-- BEGIN Passage shown --
Set It Straight has dropped quite a number of releases since their inception, which couldn’t have been much more than a few years ago. With already two splits and a previous full-length under their potentially vegan leather belts, hopefully the band isn’t spreading themselves too thin, because while Live Your Heart and Never Follow is definitely solid, it feels a few qualities short of greatness.

Live Your Heart and Never Follow is melody-tinged straight-edge hardcore heavily in the vein of bands like Staygold, with the occasional mini-breakdown rather cleanly integrated á la Casey Jones. This makes for a compelling, enjoyable 34 minutes, chock full of creative guitar work, stop/starts and tempo changes, but still with spotty problems here and there.

Vocalist Harry Petty is hardly terrible, but he suffers a bit from a lack of variety and his sometimes atonal delivery, aside from more adventurous spots like in “Hourglass” and “Young Vices.” Aside from him, it seems the band doesn’t fully tread the ups and downs available in the time given per song (which tends to be around two-and-a-half minutes here); they’re well-thought out but seemingly stop short of the adventurous quality they strive for.
-- END Passage shown --
-- BEGIN Data supplied --
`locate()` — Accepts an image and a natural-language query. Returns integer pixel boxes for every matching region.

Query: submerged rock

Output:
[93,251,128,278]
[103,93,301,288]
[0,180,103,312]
-- END Data supplied --
-- BEGIN Data supplied --
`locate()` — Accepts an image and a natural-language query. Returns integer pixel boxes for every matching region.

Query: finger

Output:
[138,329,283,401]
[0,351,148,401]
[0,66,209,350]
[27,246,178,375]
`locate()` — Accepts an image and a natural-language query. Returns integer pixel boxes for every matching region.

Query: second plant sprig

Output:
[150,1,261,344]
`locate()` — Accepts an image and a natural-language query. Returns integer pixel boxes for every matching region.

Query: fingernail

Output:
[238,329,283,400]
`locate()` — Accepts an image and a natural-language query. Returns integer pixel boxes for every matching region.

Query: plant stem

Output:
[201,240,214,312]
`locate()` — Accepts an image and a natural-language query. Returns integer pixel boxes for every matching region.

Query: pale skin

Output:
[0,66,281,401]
-- END Data supplied --
§ Problems
1 - Extract from the album review the passage running from "Set It Straight" up to and including "here and there.".
2 - Find each line in the entries that contains the string "plant" and copy those lines.

§ Solutions per task
1 -
Set It Straight has dropped quite a number of releases since their inception, which couldn’t have been much more than a few years ago. With already two splits and a previous full-length under their potentially vegan leather belts, hopefully the band isn’t spreading themselves too thin, because while Live Your Heart and Never Follow is definitely solid, it feels a few qualities short of greatness.

Live Your Heart and Never Follow is melody-tinged straight-edge hardcore heavily in the vein of bands like Staygold, with the occasional mini-breakdown rather cleanly integrated á la Casey Jones. This makes for a compelling, enjoyable 34 minutes, chock full of creative guitar work, stop/starts and tempo changes, but still with spotty problems here and there.

2 -
Query: second plant sprig
Query: plant stem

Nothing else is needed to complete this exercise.